Information provided -
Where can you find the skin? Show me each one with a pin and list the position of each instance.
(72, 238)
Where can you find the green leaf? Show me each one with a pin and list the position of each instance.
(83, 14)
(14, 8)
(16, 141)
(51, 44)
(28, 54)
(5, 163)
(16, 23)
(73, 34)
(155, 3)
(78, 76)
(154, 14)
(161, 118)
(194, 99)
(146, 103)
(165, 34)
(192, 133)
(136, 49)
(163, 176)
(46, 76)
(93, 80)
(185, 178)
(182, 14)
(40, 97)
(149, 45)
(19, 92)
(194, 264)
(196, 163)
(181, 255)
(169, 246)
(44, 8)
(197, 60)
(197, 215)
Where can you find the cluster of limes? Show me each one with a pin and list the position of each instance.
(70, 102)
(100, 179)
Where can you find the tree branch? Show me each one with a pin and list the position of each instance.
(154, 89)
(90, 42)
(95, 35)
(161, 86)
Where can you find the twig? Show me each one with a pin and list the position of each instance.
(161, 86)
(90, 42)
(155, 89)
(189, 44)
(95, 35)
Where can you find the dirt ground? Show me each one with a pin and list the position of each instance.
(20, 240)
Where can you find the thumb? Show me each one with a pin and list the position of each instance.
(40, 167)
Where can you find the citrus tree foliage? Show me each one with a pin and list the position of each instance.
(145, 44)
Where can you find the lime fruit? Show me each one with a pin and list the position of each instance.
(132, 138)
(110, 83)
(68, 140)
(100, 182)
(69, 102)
--
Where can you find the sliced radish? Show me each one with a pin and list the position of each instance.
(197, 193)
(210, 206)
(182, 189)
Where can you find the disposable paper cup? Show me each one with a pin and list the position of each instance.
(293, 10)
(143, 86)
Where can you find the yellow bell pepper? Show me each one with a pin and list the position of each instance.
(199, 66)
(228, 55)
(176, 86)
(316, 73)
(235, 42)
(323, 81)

Exercise description -
Count the lines in the records above that contain the string "tree". Reply with the number alone.

Worked solution -
2